::: Exercise inputs :::

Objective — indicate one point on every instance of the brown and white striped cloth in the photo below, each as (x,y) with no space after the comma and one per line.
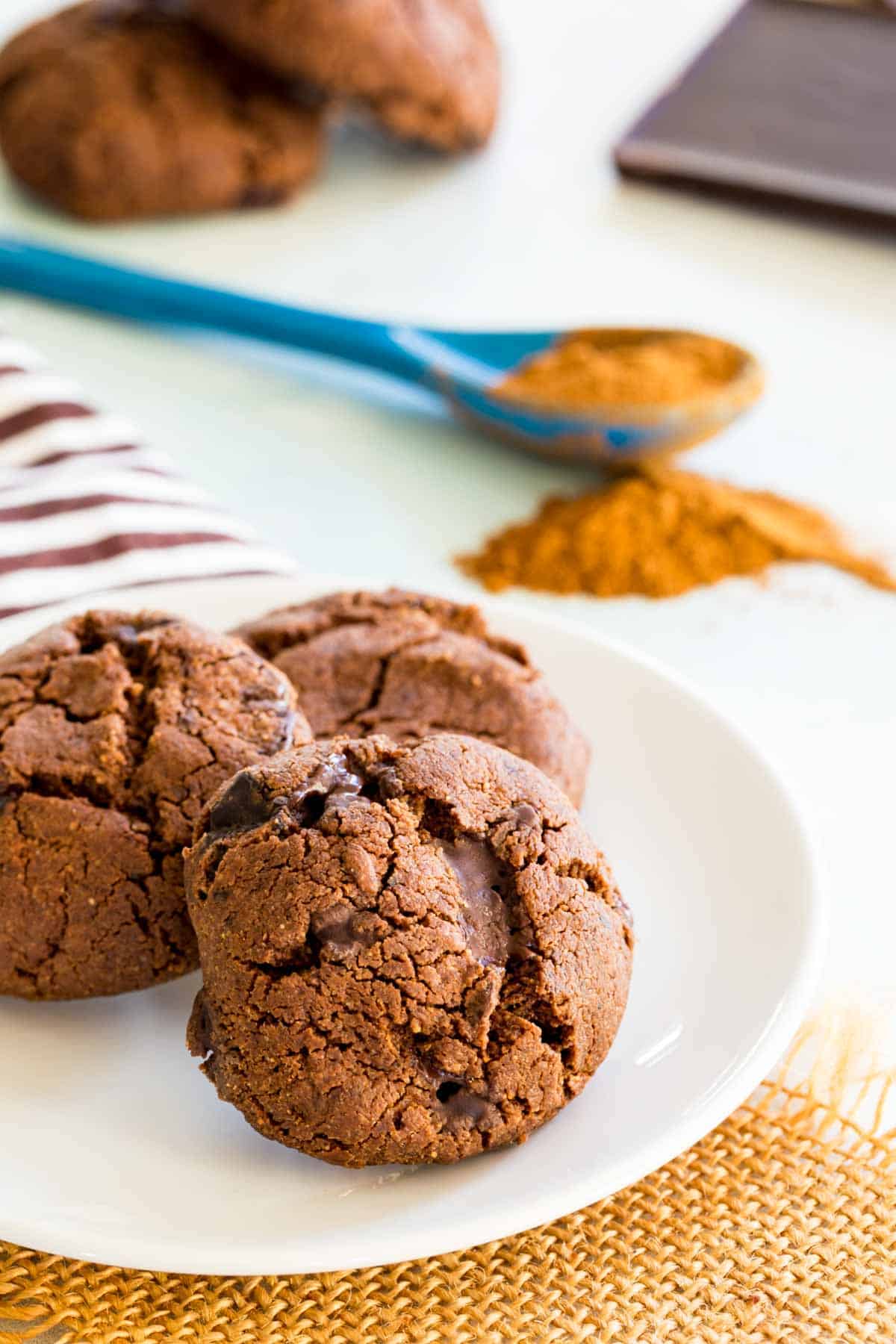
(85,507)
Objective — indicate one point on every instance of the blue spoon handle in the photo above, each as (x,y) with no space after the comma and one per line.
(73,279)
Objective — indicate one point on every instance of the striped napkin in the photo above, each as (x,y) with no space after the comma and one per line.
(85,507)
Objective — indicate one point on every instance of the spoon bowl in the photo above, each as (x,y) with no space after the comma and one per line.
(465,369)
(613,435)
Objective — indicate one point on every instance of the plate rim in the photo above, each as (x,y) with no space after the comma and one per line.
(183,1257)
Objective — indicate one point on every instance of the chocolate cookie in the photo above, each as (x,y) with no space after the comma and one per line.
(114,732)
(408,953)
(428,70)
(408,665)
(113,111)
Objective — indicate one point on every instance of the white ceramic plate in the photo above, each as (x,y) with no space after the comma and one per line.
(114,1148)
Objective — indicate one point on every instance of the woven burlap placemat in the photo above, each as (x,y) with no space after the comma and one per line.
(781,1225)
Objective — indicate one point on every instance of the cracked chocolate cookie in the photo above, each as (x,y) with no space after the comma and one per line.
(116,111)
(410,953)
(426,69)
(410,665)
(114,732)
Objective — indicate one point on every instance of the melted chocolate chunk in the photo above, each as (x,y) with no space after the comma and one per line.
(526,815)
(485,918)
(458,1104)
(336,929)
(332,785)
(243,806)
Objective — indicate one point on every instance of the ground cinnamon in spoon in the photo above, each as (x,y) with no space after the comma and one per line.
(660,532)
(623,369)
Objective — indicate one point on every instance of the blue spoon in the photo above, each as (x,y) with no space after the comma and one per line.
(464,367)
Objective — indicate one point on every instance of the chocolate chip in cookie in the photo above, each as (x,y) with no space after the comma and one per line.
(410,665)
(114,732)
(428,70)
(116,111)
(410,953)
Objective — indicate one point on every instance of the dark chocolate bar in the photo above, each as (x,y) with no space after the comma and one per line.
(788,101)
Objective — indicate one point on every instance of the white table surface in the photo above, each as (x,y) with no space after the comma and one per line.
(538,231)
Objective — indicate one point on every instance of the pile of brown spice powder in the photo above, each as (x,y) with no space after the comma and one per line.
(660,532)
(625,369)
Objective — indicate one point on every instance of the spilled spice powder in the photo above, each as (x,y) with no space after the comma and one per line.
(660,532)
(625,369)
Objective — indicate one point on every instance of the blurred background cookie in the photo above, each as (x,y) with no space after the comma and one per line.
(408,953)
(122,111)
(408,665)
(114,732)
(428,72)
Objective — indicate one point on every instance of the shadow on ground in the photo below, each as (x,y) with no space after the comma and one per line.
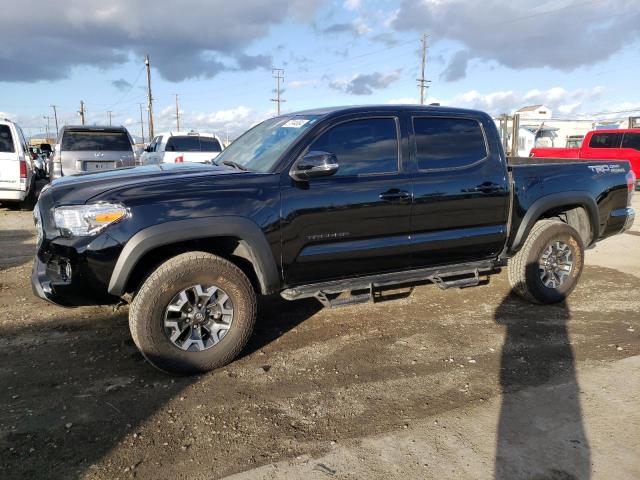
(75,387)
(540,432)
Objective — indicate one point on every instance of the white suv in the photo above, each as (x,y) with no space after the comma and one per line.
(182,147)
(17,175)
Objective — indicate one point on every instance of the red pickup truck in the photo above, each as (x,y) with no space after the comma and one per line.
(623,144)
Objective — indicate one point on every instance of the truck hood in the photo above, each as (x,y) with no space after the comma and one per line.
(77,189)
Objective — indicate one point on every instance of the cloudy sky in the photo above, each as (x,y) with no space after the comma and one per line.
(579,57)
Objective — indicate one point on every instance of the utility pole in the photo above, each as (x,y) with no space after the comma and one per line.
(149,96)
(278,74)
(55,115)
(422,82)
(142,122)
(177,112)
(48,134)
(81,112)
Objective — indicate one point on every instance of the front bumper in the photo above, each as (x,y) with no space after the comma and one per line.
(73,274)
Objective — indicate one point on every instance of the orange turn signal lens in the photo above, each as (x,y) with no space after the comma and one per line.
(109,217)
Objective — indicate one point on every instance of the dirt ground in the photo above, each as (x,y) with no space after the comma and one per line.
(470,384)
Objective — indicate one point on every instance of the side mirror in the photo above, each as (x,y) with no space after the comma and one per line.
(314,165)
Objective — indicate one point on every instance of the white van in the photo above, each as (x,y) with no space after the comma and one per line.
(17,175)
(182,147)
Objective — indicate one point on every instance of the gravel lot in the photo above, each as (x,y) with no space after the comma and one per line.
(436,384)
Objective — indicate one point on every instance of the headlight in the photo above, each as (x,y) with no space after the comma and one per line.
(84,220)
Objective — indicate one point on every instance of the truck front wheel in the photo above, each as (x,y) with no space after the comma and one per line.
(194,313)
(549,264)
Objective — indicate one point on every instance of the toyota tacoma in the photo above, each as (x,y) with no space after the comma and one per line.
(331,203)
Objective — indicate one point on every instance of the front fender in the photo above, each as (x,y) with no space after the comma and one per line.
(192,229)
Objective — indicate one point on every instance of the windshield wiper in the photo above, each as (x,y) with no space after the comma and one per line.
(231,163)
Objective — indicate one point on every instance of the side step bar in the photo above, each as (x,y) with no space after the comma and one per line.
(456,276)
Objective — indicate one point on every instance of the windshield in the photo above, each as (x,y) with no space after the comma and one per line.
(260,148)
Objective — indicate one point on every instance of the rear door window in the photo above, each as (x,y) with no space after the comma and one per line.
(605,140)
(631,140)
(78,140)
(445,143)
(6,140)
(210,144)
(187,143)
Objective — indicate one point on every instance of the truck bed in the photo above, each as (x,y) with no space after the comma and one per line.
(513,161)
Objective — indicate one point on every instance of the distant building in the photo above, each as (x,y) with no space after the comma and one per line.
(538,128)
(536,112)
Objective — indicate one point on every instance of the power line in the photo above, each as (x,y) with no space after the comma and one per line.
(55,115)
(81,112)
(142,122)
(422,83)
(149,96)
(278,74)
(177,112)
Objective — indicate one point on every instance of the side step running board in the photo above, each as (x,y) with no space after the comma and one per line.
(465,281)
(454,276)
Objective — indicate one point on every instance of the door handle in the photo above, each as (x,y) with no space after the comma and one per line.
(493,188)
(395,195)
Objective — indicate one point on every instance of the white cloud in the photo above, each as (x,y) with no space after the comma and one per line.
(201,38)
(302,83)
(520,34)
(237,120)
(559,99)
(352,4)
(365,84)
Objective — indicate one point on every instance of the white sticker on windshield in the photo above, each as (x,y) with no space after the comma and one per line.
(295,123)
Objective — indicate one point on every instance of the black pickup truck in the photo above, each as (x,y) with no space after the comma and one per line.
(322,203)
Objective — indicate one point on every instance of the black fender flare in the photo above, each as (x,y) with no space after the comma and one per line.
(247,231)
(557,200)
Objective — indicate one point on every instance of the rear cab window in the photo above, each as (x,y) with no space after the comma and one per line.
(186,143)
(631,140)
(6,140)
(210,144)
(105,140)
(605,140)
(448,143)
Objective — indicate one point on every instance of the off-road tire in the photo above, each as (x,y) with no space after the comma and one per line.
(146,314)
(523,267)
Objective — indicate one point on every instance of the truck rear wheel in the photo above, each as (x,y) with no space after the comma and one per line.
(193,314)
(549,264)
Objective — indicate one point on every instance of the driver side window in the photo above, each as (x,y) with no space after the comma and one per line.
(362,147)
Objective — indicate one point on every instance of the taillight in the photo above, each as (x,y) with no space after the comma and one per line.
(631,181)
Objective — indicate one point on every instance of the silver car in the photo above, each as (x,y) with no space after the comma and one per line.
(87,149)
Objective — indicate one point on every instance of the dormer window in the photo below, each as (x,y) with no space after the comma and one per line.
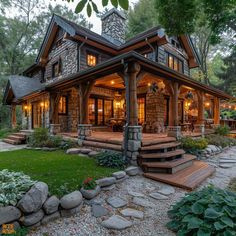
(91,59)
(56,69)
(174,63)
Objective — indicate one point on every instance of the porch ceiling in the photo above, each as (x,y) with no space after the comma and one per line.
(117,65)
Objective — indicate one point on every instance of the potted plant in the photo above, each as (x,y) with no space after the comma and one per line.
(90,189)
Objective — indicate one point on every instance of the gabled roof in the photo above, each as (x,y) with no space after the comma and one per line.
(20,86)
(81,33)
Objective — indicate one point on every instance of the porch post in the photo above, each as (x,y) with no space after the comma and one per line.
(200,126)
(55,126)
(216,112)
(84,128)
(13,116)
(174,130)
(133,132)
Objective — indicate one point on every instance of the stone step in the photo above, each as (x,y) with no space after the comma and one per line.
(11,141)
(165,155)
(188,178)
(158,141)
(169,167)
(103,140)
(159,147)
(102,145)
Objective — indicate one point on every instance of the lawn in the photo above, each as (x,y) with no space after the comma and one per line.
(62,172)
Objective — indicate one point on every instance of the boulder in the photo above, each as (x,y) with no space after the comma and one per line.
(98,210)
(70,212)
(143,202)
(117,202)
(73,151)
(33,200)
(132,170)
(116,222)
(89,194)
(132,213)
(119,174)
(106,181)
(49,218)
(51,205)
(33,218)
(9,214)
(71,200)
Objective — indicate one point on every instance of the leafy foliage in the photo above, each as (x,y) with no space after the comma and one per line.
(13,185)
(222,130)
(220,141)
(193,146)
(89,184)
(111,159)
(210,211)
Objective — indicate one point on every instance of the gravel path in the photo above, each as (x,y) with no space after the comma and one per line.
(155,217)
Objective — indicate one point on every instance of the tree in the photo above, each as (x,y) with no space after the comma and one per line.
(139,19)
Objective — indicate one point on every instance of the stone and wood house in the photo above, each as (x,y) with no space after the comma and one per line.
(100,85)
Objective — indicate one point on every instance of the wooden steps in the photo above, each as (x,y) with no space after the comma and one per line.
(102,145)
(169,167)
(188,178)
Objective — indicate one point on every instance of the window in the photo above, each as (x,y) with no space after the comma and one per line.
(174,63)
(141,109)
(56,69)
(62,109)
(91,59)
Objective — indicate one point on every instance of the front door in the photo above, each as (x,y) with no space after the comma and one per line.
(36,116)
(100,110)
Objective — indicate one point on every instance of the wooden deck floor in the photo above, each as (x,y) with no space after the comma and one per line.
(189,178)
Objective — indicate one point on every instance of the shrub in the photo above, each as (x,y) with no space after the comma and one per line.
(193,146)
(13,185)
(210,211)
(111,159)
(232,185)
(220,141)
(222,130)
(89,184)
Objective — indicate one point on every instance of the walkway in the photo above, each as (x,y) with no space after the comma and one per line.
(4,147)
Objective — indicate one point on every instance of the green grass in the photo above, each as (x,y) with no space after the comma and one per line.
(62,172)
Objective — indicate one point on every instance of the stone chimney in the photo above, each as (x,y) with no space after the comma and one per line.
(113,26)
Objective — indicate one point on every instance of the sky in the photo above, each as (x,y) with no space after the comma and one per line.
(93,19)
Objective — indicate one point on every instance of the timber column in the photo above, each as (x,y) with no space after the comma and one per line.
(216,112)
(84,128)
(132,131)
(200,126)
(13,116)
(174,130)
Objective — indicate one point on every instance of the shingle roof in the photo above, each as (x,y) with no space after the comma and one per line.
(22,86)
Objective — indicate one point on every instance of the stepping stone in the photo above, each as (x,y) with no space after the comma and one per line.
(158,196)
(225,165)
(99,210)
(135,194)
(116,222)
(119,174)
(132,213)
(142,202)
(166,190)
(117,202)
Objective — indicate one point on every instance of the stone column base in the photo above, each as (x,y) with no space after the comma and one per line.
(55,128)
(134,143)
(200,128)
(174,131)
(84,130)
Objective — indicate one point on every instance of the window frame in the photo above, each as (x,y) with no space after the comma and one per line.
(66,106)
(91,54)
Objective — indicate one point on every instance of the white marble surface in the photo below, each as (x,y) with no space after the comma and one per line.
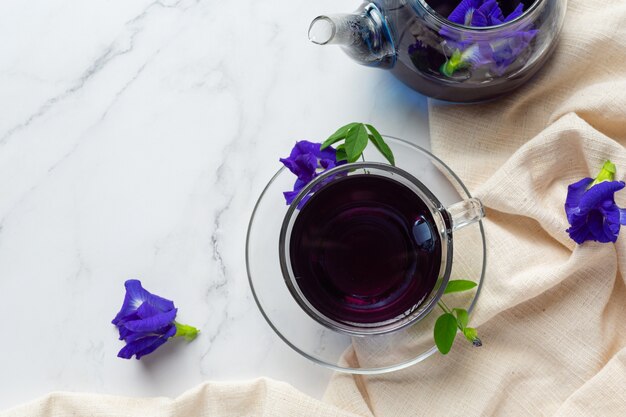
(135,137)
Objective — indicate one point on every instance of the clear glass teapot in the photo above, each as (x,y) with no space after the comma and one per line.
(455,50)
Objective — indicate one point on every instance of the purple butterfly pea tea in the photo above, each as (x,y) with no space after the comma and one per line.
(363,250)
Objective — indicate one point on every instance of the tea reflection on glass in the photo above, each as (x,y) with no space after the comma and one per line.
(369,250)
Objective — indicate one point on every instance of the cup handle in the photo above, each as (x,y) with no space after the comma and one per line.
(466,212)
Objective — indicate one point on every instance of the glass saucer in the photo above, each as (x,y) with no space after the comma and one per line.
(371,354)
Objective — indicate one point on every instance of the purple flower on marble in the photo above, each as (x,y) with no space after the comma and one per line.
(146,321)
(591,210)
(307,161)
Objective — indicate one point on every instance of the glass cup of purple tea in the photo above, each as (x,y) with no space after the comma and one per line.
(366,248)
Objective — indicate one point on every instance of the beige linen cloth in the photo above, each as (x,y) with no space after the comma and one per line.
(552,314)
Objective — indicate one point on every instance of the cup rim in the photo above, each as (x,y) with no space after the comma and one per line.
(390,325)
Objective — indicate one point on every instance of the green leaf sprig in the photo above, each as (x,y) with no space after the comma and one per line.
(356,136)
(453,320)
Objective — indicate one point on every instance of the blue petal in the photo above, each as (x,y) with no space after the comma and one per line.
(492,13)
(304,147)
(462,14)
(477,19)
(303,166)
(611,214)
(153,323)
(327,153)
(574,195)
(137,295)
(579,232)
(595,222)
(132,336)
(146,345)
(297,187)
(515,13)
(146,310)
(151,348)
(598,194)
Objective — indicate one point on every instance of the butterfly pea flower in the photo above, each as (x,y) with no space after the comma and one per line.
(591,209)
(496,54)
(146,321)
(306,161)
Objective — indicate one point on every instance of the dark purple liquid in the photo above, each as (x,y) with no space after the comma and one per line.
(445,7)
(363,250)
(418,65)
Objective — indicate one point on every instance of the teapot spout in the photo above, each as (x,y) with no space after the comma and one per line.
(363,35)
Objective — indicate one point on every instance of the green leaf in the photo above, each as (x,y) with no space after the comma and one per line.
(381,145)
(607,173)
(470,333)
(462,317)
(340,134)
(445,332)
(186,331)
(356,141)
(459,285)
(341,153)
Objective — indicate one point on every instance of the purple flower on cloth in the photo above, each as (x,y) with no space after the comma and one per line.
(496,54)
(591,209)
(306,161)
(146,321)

:::

What is expected: Your task is to output exactly the lines running from the one with "Objective — indicate one point on every instance of the teapot" through the final line of the material above, with both ends included.

Finished exercise:
Objective — indicate one point on every instance of the teapot spout in the photo above, each as (x,y) with no space after the comma and one per line.
(363,35)
Objective — indicate one point on every instance of the green leaf in the photo above, each as (x,y) with no space after the comma and one per line.
(381,145)
(607,173)
(470,333)
(462,317)
(340,134)
(445,332)
(186,331)
(356,141)
(459,285)
(341,153)
Objective — indicate one point on every instance of the purple flower on cloth in the photo above, each as (x,y) with no space after the comma and one per line.
(496,54)
(591,209)
(306,161)
(146,321)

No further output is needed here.